*Exercise goal*. Write out every single entry exactly.

*Given data*.
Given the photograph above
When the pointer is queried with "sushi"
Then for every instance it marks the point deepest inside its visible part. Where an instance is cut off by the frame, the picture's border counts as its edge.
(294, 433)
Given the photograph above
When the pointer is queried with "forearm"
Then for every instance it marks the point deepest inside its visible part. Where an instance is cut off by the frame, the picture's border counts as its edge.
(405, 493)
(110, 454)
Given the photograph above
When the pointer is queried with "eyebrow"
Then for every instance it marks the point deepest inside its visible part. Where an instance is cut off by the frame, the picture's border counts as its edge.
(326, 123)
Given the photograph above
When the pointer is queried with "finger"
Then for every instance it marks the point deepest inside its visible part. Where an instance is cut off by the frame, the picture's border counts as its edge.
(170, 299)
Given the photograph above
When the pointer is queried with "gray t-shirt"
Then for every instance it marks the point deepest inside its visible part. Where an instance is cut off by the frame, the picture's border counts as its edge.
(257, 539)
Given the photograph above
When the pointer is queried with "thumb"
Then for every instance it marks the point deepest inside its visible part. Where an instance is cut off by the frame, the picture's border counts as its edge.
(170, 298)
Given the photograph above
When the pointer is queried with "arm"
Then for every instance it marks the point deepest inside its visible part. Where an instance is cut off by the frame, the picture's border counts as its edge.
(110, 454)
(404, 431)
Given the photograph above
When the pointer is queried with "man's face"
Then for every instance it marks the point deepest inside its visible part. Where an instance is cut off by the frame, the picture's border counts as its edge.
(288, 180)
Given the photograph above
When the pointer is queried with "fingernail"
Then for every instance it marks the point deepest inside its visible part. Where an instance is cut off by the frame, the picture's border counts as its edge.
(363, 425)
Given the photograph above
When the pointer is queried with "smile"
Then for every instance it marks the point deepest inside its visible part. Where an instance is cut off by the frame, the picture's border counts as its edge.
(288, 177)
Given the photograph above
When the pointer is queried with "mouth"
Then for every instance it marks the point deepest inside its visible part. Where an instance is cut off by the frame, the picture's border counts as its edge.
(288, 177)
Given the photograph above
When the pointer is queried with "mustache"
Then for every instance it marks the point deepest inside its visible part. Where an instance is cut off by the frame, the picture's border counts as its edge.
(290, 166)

*Answer for the task*.
Given the photograph above
When the pointer is queried with "sushi"
Then for every instance it marks the point deepest inside its visible part. Where an instance is cut off by the frame, the picture's border counts as its edge.
(294, 433)
Given the photograph above
When the pointer is queried with "forearm"
Then for every instance it marks the point deepest inside its visible part. Where an instance is cut off by the frame, the picture's border counts as its edge.
(405, 493)
(110, 454)
Given the photograph above
When the pointer is queried with "eyebrow"
Then for every instance it marks the point deepest inside its visible part. Where an instance is cut off by the frame, the picture's border counts as its edge.
(326, 123)
Given the photograph above
When the pointer is queried with "finger"
Then for every instance it marks the point deepest inside its visible part. Where an instance is cut off by the frame, the picture's border counts as its edge.
(170, 299)
Given the photograph above
When the pointer is queried with "gray t-shirt"
Then for every instance it marks the point deepest inside its visible part. Where an instance is cut off by the frame, the picture's border counts as its edge.
(257, 539)
Given the photograph above
When the pointer is queried with "thumb"
Then for every instance it marks the point deepest inside its visible part. Where an instance is cut off by the frame, the picture's border counts as its edge.
(170, 298)
Given the photograph above
When the pointer is queried with "arm"
Then for every instance it marks the point deepest inside its visible part. Where an instance is cut off by the frame, the picture's border counts as its edge.
(110, 454)
(404, 431)
Given the photograph above
When the pointer is queried with "man's face"
Then for every instance it marks the point deepest inside its visible part. Where an instance is cut off by the frame, the picture's border counts as its edge.
(288, 180)
Given the photograph above
When the pointer is queried with "fingernail"
Then for every instance it marks the point deepest inside its visible part. Where an instance is cut off by the frame, the picture's border counts as its edge.
(363, 425)
Given the photograph above
When the pointer is queried with "smile"
Then for every instance it marks the point deepest inside its visible part. Where an instance is cut off by the frame, the picture's border counts as its edge.
(288, 177)
Given the photograph above
When the pointer is queried with "mouth"
Then for every instance it marks the point deepest inside its visible part. Where an instance is cut off by the frame, the picture's border counts as its edge.
(288, 177)
Given the photograph above
When the pointer is queried with "mustache"
Then for every instance it marks the point deepest inside its visible part. Where an instance is cut off by the frame, the picture's border counts as its edge.
(290, 166)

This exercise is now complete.